▶ _JOB_
Output the records exactly as they appear, with no pictures included.

▶ _DATA_
::::

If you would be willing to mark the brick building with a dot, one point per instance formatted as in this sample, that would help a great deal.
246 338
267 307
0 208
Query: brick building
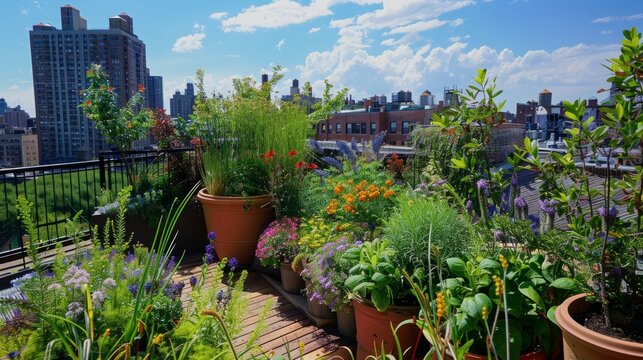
363 125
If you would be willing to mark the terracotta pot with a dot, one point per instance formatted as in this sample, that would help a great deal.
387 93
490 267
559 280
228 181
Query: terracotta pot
346 322
374 328
291 281
318 310
582 343
238 223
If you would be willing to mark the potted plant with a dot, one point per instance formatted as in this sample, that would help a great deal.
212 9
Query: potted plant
600 325
326 271
277 248
380 299
228 139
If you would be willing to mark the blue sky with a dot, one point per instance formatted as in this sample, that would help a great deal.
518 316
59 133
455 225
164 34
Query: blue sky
370 46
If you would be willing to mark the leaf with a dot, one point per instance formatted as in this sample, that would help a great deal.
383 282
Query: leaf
380 299
471 308
526 289
354 280
551 314
379 278
489 264
457 266
564 283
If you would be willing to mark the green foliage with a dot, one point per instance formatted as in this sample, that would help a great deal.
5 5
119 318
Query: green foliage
419 220
525 288
373 276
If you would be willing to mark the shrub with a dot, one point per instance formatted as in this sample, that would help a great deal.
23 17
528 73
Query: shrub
415 222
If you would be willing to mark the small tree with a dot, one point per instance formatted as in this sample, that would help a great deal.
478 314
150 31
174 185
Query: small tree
121 126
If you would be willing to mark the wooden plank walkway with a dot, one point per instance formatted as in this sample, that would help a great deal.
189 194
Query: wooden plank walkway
287 327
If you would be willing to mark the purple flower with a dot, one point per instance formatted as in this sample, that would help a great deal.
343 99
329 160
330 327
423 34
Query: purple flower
75 277
483 186
98 297
468 205
548 206
133 289
73 310
314 144
354 145
233 264
333 162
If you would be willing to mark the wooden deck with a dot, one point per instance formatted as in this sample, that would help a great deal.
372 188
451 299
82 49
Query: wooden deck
287 327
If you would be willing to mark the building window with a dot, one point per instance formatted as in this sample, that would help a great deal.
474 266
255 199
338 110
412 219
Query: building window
405 127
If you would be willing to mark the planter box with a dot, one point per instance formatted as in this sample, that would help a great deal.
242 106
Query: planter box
190 229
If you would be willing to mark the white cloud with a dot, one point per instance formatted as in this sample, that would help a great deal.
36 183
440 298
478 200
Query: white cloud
340 23
570 72
395 13
218 15
189 43
608 19
281 44
276 14
198 27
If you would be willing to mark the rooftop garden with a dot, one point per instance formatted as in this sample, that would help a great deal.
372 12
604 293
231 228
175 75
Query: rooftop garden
448 260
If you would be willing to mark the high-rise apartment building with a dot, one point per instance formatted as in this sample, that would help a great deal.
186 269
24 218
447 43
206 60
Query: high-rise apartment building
154 92
60 58
181 104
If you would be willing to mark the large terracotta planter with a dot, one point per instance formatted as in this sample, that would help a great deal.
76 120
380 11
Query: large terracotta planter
238 223
291 281
374 328
582 343
346 322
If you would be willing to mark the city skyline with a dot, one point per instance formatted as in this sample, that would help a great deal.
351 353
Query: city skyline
371 47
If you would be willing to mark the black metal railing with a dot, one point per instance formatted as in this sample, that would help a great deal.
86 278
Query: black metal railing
59 191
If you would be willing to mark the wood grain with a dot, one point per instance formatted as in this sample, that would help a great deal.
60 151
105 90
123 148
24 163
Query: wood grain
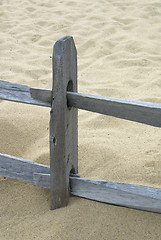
19 93
63 122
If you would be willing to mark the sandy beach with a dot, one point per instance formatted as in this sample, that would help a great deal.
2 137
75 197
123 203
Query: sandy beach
119 55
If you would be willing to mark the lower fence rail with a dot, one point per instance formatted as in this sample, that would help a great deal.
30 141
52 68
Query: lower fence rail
122 194
64 137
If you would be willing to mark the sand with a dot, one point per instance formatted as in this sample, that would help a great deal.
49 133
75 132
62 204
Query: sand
119 55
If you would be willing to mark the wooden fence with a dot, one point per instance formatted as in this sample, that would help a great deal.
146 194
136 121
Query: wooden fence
61 177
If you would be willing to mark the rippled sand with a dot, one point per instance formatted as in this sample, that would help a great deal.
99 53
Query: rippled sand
119 55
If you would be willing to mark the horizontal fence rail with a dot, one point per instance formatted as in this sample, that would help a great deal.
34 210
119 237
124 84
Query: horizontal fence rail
61 177
20 93
137 111
123 194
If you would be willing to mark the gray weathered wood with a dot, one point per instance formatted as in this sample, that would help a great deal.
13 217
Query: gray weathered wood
63 122
20 93
17 168
122 194
142 112
137 111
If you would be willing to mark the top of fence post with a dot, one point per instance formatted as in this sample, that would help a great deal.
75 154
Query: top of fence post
63 122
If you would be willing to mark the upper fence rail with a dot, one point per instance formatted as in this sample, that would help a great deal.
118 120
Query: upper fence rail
137 111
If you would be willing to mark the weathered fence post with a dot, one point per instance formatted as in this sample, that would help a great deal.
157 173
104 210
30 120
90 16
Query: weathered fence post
63 122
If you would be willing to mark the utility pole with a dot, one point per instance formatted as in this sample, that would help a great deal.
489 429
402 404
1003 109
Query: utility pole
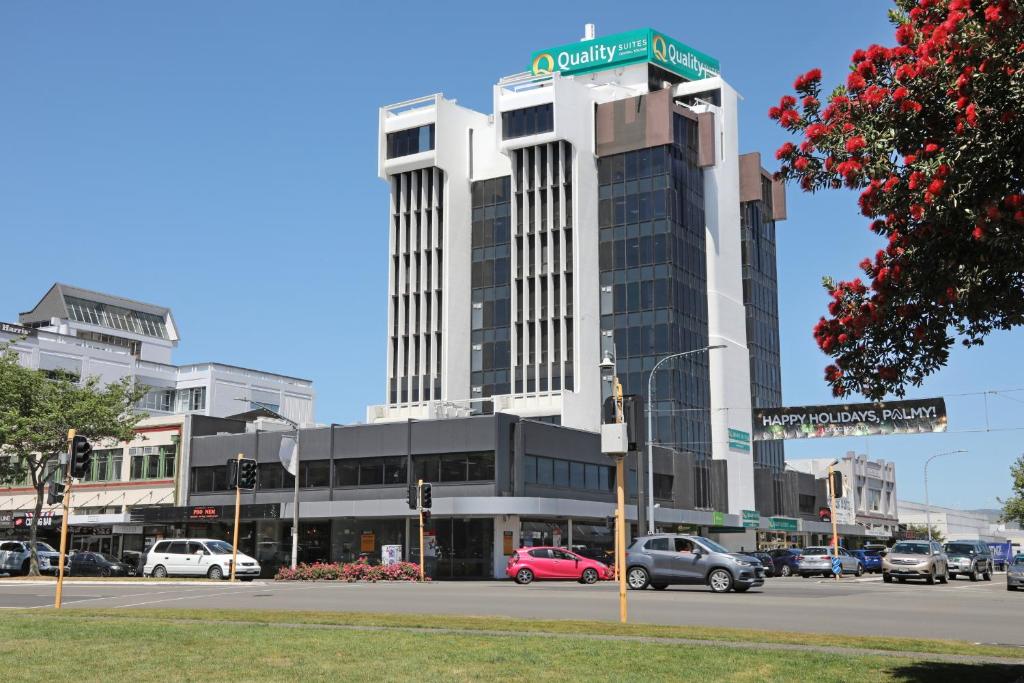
419 507
832 503
238 511
64 520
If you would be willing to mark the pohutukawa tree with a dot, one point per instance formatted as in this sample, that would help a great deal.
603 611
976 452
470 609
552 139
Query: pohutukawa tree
931 131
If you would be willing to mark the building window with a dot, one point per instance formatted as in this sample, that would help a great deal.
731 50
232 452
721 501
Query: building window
273 475
190 400
663 485
116 317
454 467
527 121
160 400
411 141
370 471
153 462
105 465
559 473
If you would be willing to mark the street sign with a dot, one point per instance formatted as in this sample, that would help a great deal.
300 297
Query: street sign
782 524
752 518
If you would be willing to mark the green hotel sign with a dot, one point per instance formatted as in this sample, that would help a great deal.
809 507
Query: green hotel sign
624 49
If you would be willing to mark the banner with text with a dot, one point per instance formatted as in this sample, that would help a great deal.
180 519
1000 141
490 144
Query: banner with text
893 417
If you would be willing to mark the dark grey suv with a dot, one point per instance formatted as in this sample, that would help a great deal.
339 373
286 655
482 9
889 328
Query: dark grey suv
664 559
971 558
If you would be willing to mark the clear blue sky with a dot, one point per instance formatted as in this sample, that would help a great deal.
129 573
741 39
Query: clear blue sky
220 159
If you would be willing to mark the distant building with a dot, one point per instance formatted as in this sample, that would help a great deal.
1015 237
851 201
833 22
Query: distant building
951 523
871 484
82 334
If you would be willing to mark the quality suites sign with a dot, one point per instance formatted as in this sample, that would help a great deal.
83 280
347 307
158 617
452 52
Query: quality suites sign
623 49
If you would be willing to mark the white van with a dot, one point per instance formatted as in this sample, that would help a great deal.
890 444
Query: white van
197 557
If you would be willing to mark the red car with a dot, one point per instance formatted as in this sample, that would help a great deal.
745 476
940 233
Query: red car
545 562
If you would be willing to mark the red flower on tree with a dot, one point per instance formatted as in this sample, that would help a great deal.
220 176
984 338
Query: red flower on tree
929 131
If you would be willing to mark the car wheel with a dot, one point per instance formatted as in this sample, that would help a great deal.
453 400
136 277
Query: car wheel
720 581
637 579
523 577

::::

▶ _THE RESPONSE_
If you would be willing to mark the brick building with a dot, one point per instance formatted as in this sample, that would help a great deal.
246 338
267 307
0 208
Query: brick building
363 125
If you would be willing to mark the terracotta pot with a dot, one point per instance formatted as in this sample, that would help a great deal.
387 93
490 267
559 280
228 181
Query: terracotta pot
346 322
374 328
291 281
318 310
582 343
238 223
If you would be willing to mark the potted plant with a dot, one point per instance formatted as in this sample, that would help a great deal.
212 9
Query: potted plant
600 325
326 271
277 248
380 299
228 139
If you would be willing to mark the blue sky with a dot, one point per instance formatted as in this sample, that would help a great deal.
518 316
59 133
455 225
164 34
Query: blue sky
370 46
If you would be willing to mark the leaf with a dot, one point per instance formatted as in this sample, that would help a great deal.
383 282
Query: leaf
380 299
471 308
526 289
354 280
551 314
379 278
489 264
457 266
564 283
If you would be willing to mark the green foliage with a dot, one point per instance formatted as in this sample, that would help a great deal.
5 5
119 318
Query: green foliage
419 220
525 288
373 276
If you would be willing to mark the shrub with a dot, one point per instance formatted as in this sample, that would help a great deal.
23 17
528 73
Query: shrub
415 222
If you would be willing to mark the small tree with a dot, one point per instance formatted as in this sample, that would help a great deal.
478 314
150 31
174 185
Query: small tree
121 126
If you would be willing to mark the wooden plank walkway with a dot, one point per instance formatted as in this sample, that would help a great deal.
189 194
Query: wooden plank walkway
287 327
If you would be willing to mark the purple flower with a dot, one point per instance formatted as in this sample, that would help a great deal.
343 99
329 160
330 327
423 34
Query: purple flower
75 277
483 186
98 297
468 205
548 206
133 289
73 310
314 144
354 145
233 264
333 162
If you would be willing to mark the wooden deck with a dot, one point per instance formatted as in this sample, that would help a great deal.
372 188
451 299
82 49
Query: wooden deck
287 327
If you would be willing to mark the building window with a dot, one point per instance formatted as in this sample, that would help a great deal.
474 266
255 199
338 110
412 219
Query: building window
405 127
If you would be willing to mark the planter box with a dot, one point per instance formatted as in this sample, that would help a great deal.
242 106
Query: planter box
190 229
If you would be willing to mark the white cloud with a dot, one point per instance formatted as in this sample, that would help a great deal.
36 183
440 298
478 200
Query: white cloud
340 23
570 72
395 13
218 15
189 43
608 19
281 44
276 14
198 27
If you would be willing to mark the rooftop garden with a dot, one point per instance formatted as in this sample, that would help a great deal.
372 12
604 293
231 228
175 75
Query: rooftop garden
448 260
If you would be willing to mark the high-rise apartment building with a dot, one point per instance formatted as in this sample, that would help a great deal.
186 269
24 218
447 43
206 60
Query: high-rise apartment building
154 92
60 58
181 104
If you would be willing to mark the large terracotta planter with a dot, one point per instance formatted as in this sample, that would help a great deal.
76 120
380 11
Query: large terracotta planter
238 223
291 281
374 328
582 343
346 322
If you would be willing to mark the city skyline with a dot, one point per instance formatted as in this sample, that would help a great deal.
351 353
Query: city skyline
371 47
If you would be willing to mark the black metal railing with a dot, one point per instance formatted as in this sample, that would help a great deal.
86 278
Query: black metal railing
59 191
If you would be willing to mark the wood grain with a dot, one point per instance formatted as in this sample, that would help a great deal.
60 151
105 90
123 148
24 163
Query: wood grain
19 93
63 122
If you would be willing to mark the sandy beach with a dot, one point per instance formatted as in this sample, that would help a great deal.
2 137
75 197
123 203
Query: sandy beach
119 55
If you would be willing to mark the lower fence rail with a dot, one point per instance formatted as in this sample, that would help a great deal.
30 141
52 68
Query: lower fence rail
122 194
64 137
If you would be willing to mark the sand with a dot, one point per instance formatted as in this sample, that would help a great deal.
49 133
75 132
62 204
Query: sand
119 55
If you would be willing to mark the wooden fence with a dot, one point per instance formatted as in this sample, that would help a great deal.
146 194
136 121
Query: wooden fence
61 177
If you would be willing to mark the rippled sand with a dot, one point per instance formatted as in this sample, that would help a great deal.
99 53
Query: rippled sand
119 55
If you would be willing to mark the horizontal fence rail with a dot, one point per instance formatted as in this sample, that would help a great deal.
34 210
119 237
124 84
Query: horizontal fence rail
61 177
20 93
137 111
123 194
If you would be willing to mark the gray weathered wood with a dot, one point per instance formatted as in this sample, that would help a great deal.
13 217
Query: gray weathered wood
63 122
20 93
17 168
122 194
142 112
137 111
If you would be willing to mark the top of fence post with a dot, one point per instance formatted as in this sample, that would help a great deal.
75 154
Query: top of fence post
63 122
If you would be willing to mark the upper fence rail with a dot, one point per instance formatted as in this sample, that would help a great deal.
118 120
Query: upper fence rail
137 111
If you would be willing to mark the weathered fence post with a dot, one point per instance formatted as in this sample, that would help a great deal.
157 173
104 210
30 120
90 16
Query: weathered fence post
63 122
If you would be willing to mark the utility pole with a dot, one point per instance formatted as in this sample, that would help a great deal.
489 429
402 404
1003 109
Query: utility pole
419 507
832 503
238 511
64 520
If you would be willing to mark the pohutukawa tree with a dot, one point per instance formatted as in this sample, that would help a great deal.
603 611
976 452
470 609
552 139
Query: pohutukawa tree
931 131
If you would be willing to mark the building window with a dot, one point per instance formatted as in this sample, that would help a great deal.
731 50
232 452
721 501
Query: building window
273 475
190 400
663 485
116 317
454 467
527 121
160 400
411 141
370 471
153 462
105 465
559 473
If you would be willing to mark the street sign with a dot, one point per instance formatted as in this sample, that would help a great deal.
300 297
Query: street sign
782 524
752 518
If you would be willing to mark the green hotel sign with a dot, one point per instance formatted as in this sample, that would help a great deal.
809 507
Query: green hotel sign
624 49
If you would be willing to mark the banner with text with a dot, one point per instance formatted as in this sample, that would help a great deal.
180 519
1000 141
490 144
Query: banner with text
893 417
If you would be willing to mark the dark grey suv with a dot, one point per instance formatted as in this sample, that would help a great deal.
339 373
286 655
482 9
889 328
Query: dark grey suv
664 559
971 558
If you would be willing to mark the clear blue sky with a dot, one point per instance formatted as in this sample, that would help a great deal.
129 573
741 39
Query: clear blue sky
220 159
If you would be willing to mark the distant building with a dot, one point per instance formatted as in this sample, that would help a great deal.
1015 237
851 201
833 22
Query: distant building
951 523
871 484
82 334
If you would be willing to mark the quality suites sign with a dot, one point per instance formatted as in this sample, that would help a great deal.
83 280
347 307
158 617
452 52
Query: quality suites sign
623 49
If you would be willing to mark the white van with a dot, one point per instance formatted as in this sample, that would help a great deal.
890 444
Query: white van
197 557
If you would be willing to mark the red car with a dot, one point per instance formatted as in this sample, that would help a great deal.
745 476
940 233
Query: red car
545 562
If you would be willing to mark the red flower on tree with a dot, one point per instance formatted as in this sample, that would help a great deal.
220 176
984 338
Query: red flower on tree
929 131
If you would be willing to mark the car wheel with a dot, one point per instance formatted as in this sample, that would help a great deal.
453 400
136 277
Query: car wheel
720 581
637 579
523 577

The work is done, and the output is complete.